**Task**
Pull out everything from the start of the material down to the line containing "(469, 1180)", including that line. Leave the pictures out of your answer.

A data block
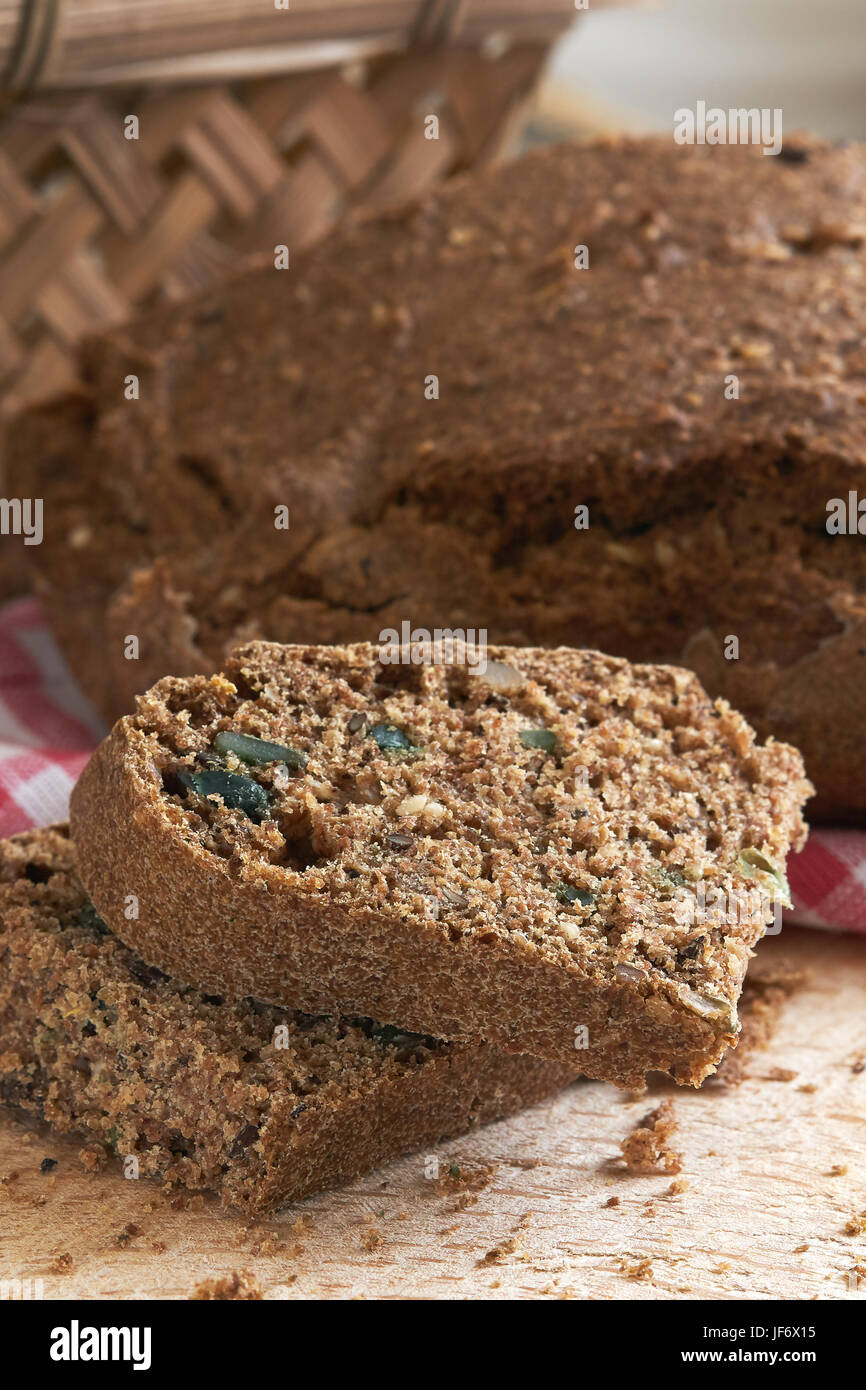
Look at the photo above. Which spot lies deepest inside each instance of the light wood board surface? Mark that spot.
(762, 1216)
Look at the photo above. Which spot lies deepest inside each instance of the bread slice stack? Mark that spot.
(325, 906)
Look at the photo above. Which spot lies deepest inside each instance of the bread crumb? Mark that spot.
(127, 1235)
(645, 1150)
(763, 997)
(239, 1285)
(93, 1157)
(270, 1244)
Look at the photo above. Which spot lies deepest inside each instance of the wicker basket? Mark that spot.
(95, 225)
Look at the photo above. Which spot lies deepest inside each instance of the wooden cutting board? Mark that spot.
(776, 1172)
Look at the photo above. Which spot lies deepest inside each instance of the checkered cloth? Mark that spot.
(47, 731)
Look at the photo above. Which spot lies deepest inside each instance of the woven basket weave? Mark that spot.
(95, 227)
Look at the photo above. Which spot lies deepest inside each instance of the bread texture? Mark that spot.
(698, 389)
(259, 1104)
(501, 855)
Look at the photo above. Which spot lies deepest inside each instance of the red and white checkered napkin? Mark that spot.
(47, 731)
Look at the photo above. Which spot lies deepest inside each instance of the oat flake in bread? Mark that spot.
(499, 856)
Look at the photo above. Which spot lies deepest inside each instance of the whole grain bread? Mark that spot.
(503, 855)
(699, 388)
(259, 1104)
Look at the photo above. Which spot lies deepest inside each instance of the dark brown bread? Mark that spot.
(260, 1104)
(558, 387)
(501, 855)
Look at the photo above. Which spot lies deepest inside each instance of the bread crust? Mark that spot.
(708, 266)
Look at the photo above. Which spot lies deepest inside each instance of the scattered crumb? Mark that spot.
(856, 1226)
(371, 1239)
(235, 1286)
(270, 1244)
(513, 1246)
(645, 1150)
(128, 1233)
(501, 1253)
(469, 1180)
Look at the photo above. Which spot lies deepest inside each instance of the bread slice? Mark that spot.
(260, 1104)
(698, 389)
(506, 855)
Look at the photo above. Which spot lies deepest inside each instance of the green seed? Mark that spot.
(89, 918)
(237, 792)
(252, 749)
(544, 738)
(391, 738)
(752, 862)
(570, 895)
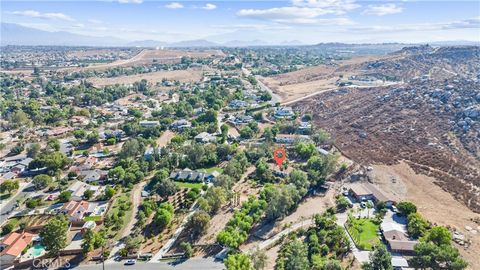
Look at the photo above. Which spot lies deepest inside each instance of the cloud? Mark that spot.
(472, 23)
(37, 14)
(95, 21)
(382, 10)
(174, 5)
(209, 6)
(293, 15)
(130, 1)
(304, 12)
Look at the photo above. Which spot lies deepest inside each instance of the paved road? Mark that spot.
(175, 235)
(7, 207)
(136, 200)
(191, 264)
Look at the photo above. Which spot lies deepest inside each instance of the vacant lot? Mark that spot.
(147, 57)
(363, 232)
(189, 75)
(435, 204)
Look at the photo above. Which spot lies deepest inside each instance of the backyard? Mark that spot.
(363, 232)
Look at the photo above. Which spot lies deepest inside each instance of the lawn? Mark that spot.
(189, 185)
(211, 170)
(92, 218)
(363, 232)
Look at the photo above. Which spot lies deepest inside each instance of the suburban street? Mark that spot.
(7, 207)
(194, 263)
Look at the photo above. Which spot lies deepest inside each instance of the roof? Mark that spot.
(399, 262)
(189, 175)
(405, 245)
(16, 243)
(75, 209)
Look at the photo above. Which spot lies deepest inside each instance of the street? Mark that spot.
(194, 263)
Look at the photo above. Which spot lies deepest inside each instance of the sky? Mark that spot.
(307, 21)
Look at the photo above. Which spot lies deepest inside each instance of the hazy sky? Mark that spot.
(308, 21)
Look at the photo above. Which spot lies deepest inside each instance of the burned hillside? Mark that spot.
(431, 122)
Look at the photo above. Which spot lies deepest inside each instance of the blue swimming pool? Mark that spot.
(37, 250)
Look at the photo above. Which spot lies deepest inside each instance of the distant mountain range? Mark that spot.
(15, 34)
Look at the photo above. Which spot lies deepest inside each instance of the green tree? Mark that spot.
(416, 225)
(187, 249)
(87, 241)
(259, 259)
(109, 192)
(198, 223)
(294, 256)
(9, 186)
(87, 194)
(64, 196)
(439, 235)
(406, 208)
(380, 259)
(33, 150)
(54, 234)
(238, 261)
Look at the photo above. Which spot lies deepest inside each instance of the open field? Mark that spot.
(435, 204)
(363, 232)
(189, 75)
(149, 56)
(297, 84)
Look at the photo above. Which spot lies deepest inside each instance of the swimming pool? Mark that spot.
(37, 250)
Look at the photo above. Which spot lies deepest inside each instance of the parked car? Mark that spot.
(130, 262)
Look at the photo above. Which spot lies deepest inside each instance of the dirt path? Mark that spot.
(435, 204)
(136, 198)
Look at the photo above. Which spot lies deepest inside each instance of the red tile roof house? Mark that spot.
(12, 246)
(75, 210)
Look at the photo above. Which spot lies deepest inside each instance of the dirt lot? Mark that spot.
(435, 204)
(297, 84)
(189, 75)
(165, 138)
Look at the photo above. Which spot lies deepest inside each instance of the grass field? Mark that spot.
(364, 233)
(211, 170)
(188, 184)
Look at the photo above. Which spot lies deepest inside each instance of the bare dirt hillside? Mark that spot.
(430, 122)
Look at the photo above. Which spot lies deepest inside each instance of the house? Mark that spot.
(12, 245)
(367, 191)
(205, 137)
(241, 119)
(146, 123)
(180, 125)
(75, 210)
(9, 175)
(290, 138)
(58, 131)
(78, 188)
(92, 176)
(191, 176)
(284, 113)
(397, 239)
(304, 128)
(79, 120)
(88, 225)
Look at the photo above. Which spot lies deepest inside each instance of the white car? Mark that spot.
(130, 262)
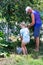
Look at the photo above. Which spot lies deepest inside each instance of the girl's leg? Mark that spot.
(37, 43)
(24, 48)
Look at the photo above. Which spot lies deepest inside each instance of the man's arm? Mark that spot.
(33, 20)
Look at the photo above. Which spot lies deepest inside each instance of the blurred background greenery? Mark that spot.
(12, 12)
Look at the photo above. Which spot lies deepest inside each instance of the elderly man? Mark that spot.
(36, 22)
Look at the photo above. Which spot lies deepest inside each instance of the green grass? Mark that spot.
(24, 60)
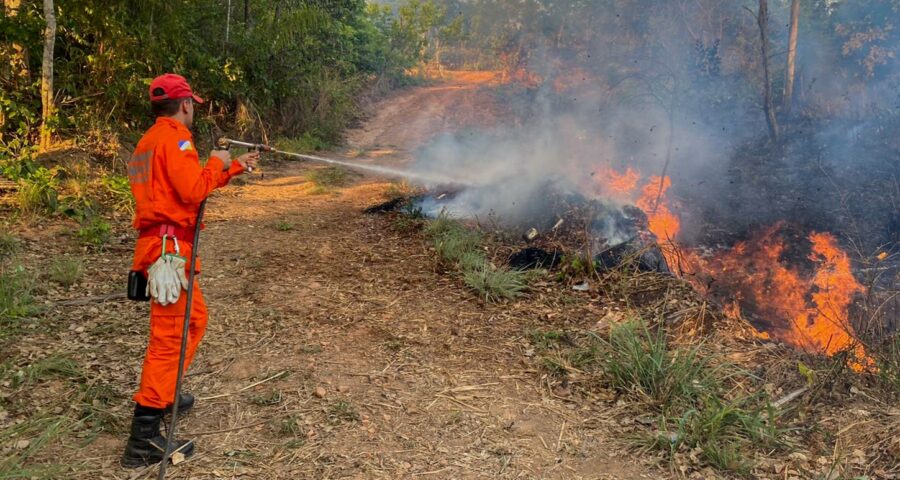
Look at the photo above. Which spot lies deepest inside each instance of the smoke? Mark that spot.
(631, 86)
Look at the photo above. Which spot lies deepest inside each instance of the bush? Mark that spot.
(639, 361)
(495, 284)
(9, 244)
(66, 271)
(119, 190)
(39, 192)
(328, 177)
(725, 430)
(16, 295)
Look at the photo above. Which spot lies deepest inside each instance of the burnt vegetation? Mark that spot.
(694, 204)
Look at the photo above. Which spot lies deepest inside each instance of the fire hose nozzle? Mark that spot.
(228, 143)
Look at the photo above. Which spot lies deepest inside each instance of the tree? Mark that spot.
(792, 56)
(762, 20)
(47, 73)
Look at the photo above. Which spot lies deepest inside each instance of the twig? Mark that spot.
(248, 387)
(224, 430)
(89, 300)
(789, 397)
(562, 430)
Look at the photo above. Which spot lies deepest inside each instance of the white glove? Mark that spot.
(178, 264)
(163, 284)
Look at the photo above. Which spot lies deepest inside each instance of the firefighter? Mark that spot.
(169, 184)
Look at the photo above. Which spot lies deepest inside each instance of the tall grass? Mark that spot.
(639, 361)
(696, 409)
(17, 287)
(460, 247)
(9, 244)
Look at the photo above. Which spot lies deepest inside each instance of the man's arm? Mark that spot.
(192, 182)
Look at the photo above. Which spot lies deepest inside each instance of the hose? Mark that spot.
(181, 354)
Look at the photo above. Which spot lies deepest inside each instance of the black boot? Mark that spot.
(186, 403)
(146, 445)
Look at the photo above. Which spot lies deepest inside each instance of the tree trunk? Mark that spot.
(18, 67)
(792, 56)
(47, 74)
(227, 29)
(762, 20)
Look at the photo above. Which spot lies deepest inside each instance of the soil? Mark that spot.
(336, 348)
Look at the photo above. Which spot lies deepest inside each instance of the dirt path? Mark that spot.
(419, 378)
(367, 362)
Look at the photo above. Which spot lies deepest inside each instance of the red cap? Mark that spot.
(173, 87)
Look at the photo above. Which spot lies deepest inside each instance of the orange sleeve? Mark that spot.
(191, 182)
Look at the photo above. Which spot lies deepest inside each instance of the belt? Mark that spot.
(183, 234)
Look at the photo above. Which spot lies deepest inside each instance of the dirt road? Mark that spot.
(336, 349)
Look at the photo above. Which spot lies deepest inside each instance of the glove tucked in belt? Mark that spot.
(166, 277)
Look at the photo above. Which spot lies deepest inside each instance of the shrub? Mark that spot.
(16, 295)
(119, 190)
(639, 361)
(495, 284)
(39, 192)
(66, 271)
(9, 244)
(328, 177)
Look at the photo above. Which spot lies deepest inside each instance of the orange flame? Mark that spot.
(809, 311)
(813, 309)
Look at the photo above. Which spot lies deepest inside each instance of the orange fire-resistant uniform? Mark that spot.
(168, 184)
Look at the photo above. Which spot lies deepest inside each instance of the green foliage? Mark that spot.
(53, 366)
(459, 242)
(696, 411)
(495, 284)
(724, 430)
(9, 244)
(295, 66)
(17, 288)
(118, 188)
(39, 192)
(329, 177)
(640, 362)
(460, 247)
(66, 271)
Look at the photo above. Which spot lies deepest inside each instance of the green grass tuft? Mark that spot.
(329, 177)
(496, 284)
(66, 271)
(639, 361)
(9, 244)
(17, 288)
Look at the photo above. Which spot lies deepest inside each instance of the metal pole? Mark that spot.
(184, 333)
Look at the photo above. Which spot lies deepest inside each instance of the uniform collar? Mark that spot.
(172, 123)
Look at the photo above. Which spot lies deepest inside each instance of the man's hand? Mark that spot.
(249, 160)
(223, 155)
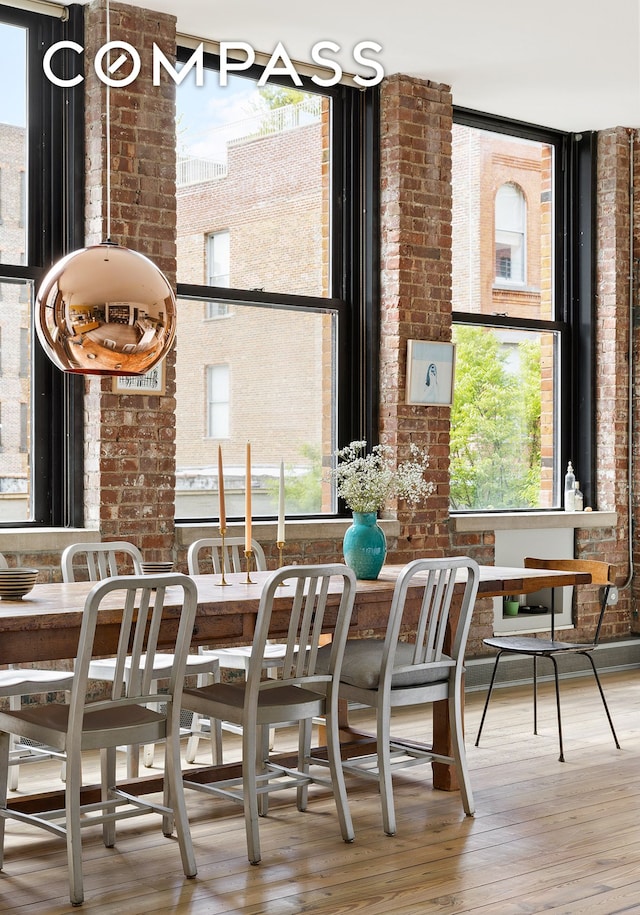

**Task response**
Look at the photo above. Which spot lies deepest inside each instance of the light wood board surface? Mark that spot.
(762, 1216)
Look at the photo above. Which spot lies deepest inside each instance of the bread slice stack? Mark that spot.
(325, 906)
Look at the photo above. Which spot lies deepest inside each instance of the bread crumb? Mark that spot.
(127, 1235)
(645, 1150)
(763, 997)
(239, 1285)
(93, 1157)
(270, 1244)
Look at the photo above. Which spot lies deepest inside each instance of the wicker basket? Mark that spot.
(95, 225)
Look at the photo above. Which spot lies deepest inside each instance of the wooden cutting board? Mark that spot.
(776, 1172)
Look at the photo above. Which spot lies deepest inside each instance of the checkered cloth? Mark that spot.
(47, 731)
Look at the photo above. Which spot lies deepest inside each instance of the woven basket weave? Mark that spot.
(95, 227)
Look at the photo above. Which spot lies deepest inside each instance of the bread texture? Mark that spot.
(698, 389)
(259, 1104)
(501, 855)
Look at the photo above. Which spot lies deepest inside each instance of the red and white checkered napkin? Mark that spot.
(47, 731)
Look at the photo above. Which spot lies deepest inside each instance of the oat flake in bread? Mark that spot.
(499, 856)
Look at the photo above. Which spot lies deepest inside each instance of the whole grain bread? Mark that spot.
(503, 855)
(699, 388)
(259, 1104)
Look at the photo above. Which spot lies deepest inside each instance of the dark brown bread? Mark that spot.
(260, 1104)
(558, 387)
(501, 855)
Look at the photo above. Which spot lies deepest inside each instance of the bread crust? Mark that spot.
(708, 266)
Look at the photo above. Which spot lies deepest inside each instance of the scattered crumb? Mark that spot.
(856, 1226)
(371, 1239)
(235, 1286)
(270, 1244)
(513, 1246)
(645, 1150)
(128, 1233)
(501, 1253)
(469, 1180)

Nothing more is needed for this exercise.